● **Quoted passage**
╭──

Source: The Scotsman, 15th September 1924
SCORING OF THE GOALS.The game opened in bright sunshine, and Aberdeen had the assistance of a stiff breeze. The Academicals' left wing was prominent at the start, and Hutton was conspicuous with good clearances. After give and take play, Academicals' took the lead at the end of five minutes. Steel slipped the ball forward to Brown, who followed up and shot a brilliant goal before the Aberdeen backs could tackle him. A combined run by the Aberdeen forwards followed, and the centre-forward shot wide. They returned to the attack, and from well out on the right Walter Jackson fond the net with a splendid drive. Following this success Aberdeen combined cleverly the wing's. Waiter Jackson shot high off has brother's accurate centre, and later the right winger brought Somerville to his knees with a powerful drive. A fine centre by Smith was missed by several Aberdeen players, and at this time the visitor could do almost everything but score. Even Hutton got into touch with the home goalkeeper, who had to save a fierce drive by the back, and a headed ball by Walter Jackson and a shot by Smith all but found their billet. Rankin in the act of shooting appeared to brought down in the penalty area, but the referee did not grant the claim of the Aberdeen players. An Academical revival followed, and Blackwell by a fine effort saved a great shot by Dickson. It seemed that the ball would reach the net off an opponent's shoulder, but the Aberdeen goalkeeper at full length was able to deflect it wide. No advantage followed to the Academicals off several flag kicks that came their way, and Blackwell effected another fine save, this time from Lister. With the game 35 minutes old, a free kick was given against Hutton for a foul on Brown. Hunt took the kick, and from 30 yards range netted with a lightning shot, Blackwell just failing to reach the ball, which crossed the line near the top of his right hand post. Aberdeen again came away following a centre by Alec Jackson, Rankin headed in, Somerville missing the ball which rolled against the bottom of the upright and was cleared by Hunter as it rebounded. James Jackson followed with a hard drive which the keener saved, following this there was a thrilling incident in front of the Academicals' goal.

╰──

[Coordinate annotation rows]
╭──

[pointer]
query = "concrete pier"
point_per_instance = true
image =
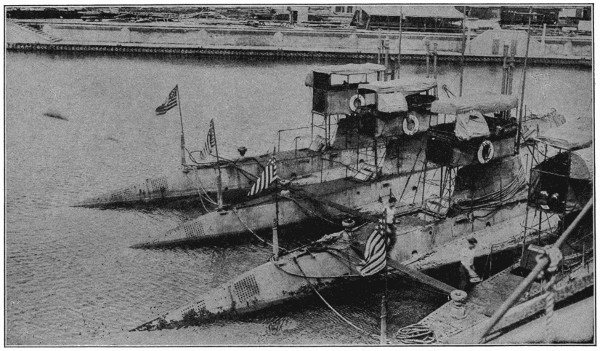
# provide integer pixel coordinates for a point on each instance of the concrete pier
(280, 42)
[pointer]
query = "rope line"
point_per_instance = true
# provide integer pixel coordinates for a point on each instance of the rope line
(331, 307)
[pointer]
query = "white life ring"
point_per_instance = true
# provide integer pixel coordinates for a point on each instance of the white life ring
(489, 154)
(352, 102)
(415, 121)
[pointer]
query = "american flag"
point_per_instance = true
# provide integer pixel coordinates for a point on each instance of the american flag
(210, 142)
(169, 103)
(267, 177)
(375, 251)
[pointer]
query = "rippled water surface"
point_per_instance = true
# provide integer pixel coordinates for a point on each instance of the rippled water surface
(71, 277)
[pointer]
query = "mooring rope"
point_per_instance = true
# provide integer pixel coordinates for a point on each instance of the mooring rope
(549, 308)
(331, 307)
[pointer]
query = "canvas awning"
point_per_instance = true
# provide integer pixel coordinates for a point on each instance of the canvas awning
(582, 164)
(573, 135)
(406, 85)
(393, 102)
(471, 125)
(484, 103)
(351, 68)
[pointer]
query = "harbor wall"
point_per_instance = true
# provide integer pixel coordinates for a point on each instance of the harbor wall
(486, 46)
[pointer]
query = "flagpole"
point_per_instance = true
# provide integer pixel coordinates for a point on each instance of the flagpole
(383, 331)
(219, 191)
(276, 220)
(181, 120)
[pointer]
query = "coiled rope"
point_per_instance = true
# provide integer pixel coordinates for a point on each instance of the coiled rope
(415, 334)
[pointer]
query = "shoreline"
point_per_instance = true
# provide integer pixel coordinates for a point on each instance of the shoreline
(282, 42)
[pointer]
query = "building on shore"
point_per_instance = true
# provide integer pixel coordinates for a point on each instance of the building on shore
(414, 18)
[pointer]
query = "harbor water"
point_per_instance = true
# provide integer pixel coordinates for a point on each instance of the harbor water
(70, 276)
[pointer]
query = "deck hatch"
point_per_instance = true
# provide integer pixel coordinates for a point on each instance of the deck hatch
(246, 288)
(159, 184)
(194, 229)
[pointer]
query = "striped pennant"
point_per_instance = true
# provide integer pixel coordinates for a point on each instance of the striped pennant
(375, 254)
(210, 142)
(169, 103)
(267, 177)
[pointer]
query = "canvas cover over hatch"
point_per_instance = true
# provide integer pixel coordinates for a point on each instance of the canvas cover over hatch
(407, 85)
(484, 103)
(573, 135)
(487, 186)
(471, 125)
(393, 102)
(582, 164)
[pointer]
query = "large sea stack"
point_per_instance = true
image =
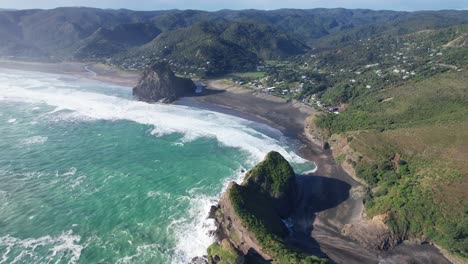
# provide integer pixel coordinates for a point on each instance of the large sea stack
(159, 84)
(250, 216)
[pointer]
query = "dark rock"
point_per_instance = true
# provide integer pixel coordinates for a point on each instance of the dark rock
(212, 214)
(159, 84)
(199, 260)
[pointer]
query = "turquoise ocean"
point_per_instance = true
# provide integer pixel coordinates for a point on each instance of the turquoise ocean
(89, 175)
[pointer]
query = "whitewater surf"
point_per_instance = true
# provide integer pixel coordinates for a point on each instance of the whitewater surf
(90, 175)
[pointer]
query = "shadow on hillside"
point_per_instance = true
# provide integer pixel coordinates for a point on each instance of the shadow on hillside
(314, 194)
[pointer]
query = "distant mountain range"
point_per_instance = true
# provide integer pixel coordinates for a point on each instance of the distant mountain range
(213, 42)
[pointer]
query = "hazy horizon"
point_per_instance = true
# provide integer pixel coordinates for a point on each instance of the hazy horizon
(147, 5)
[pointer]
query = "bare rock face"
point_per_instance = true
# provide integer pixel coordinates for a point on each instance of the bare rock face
(159, 84)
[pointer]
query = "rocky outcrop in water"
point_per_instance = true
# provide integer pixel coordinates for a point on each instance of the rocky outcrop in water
(159, 84)
(250, 217)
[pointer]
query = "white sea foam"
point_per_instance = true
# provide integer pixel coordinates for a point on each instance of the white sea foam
(192, 233)
(191, 122)
(64, 247)
(34, 140)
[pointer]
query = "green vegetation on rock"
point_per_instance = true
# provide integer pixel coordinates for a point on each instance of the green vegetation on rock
(224, 253)
(411, 141)
(254, 202)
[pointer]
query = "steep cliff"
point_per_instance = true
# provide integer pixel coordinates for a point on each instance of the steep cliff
(159, 84)
(250, 215)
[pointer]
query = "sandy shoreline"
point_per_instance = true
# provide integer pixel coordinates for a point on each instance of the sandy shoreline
(332, 186)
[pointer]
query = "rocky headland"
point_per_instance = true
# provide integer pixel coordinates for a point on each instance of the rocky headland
(159, 84)
(250, 217)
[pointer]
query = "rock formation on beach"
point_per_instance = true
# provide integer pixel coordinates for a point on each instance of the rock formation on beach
(249, 217)
(159, 84)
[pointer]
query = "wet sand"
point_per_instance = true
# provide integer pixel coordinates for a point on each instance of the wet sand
(328, 199)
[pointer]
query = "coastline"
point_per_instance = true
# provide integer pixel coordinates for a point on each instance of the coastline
(289, 118)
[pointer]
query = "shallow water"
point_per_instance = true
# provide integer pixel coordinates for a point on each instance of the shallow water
(87, 175)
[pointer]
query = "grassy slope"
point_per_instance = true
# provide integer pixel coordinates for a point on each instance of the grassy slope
(413, 156)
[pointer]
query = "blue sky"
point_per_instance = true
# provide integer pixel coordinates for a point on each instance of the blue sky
(408, 5)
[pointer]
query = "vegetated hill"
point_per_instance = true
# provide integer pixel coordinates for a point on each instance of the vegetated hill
(196, 48)
(264, 40)
(218, 47)
(410, 144)
(107, 42)
(363, 66)
(250, 215)
(62, 33)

╰──

● **Required task 1**
Answer these questions from the match report:
(a) Which side had the assistance of a stiff breeze when the game opened?
(b) Who scored the goal that gave the Academicals the lead after five minutes?
(c) From what range did Hunt net the free kick?
● **Required task 2**
Rewrite the paragraph of the match report that begins "SCORING OF THE GOALS" as a short list of its main events.

● **Complete response 1**
(a) Aberdeen
(b) Brown
(c) 30 yards

● **Complete response 2**
- The game opened in bright sunshine, with Aberdeen aided by a stiff breeze.
- After five minutes, Steel passed forward to Brown, who scored before the Aberdeen backs could tackle him, putting the Academicals ahead.
- Walter Jackson equalized for Aberdeen with a drive from well out on the right.
- Aberdeen then pressed hard but could not score, and the referee turned down their penalty claim when Rankin appeared to be brought down.
- In an Academical revival, Blackwell made fine saves from Dickson and Lister.
- After 35 minutes, Hunt scored from a 30-yard free kick awarded against Hutton for a foul on Brown.
- Rankin's header struck the bottom of the upright and was cleared by Hunter, and James Jackson's hard drive was saved.
- A thrilling incident then followed in front of the Academicals' goal.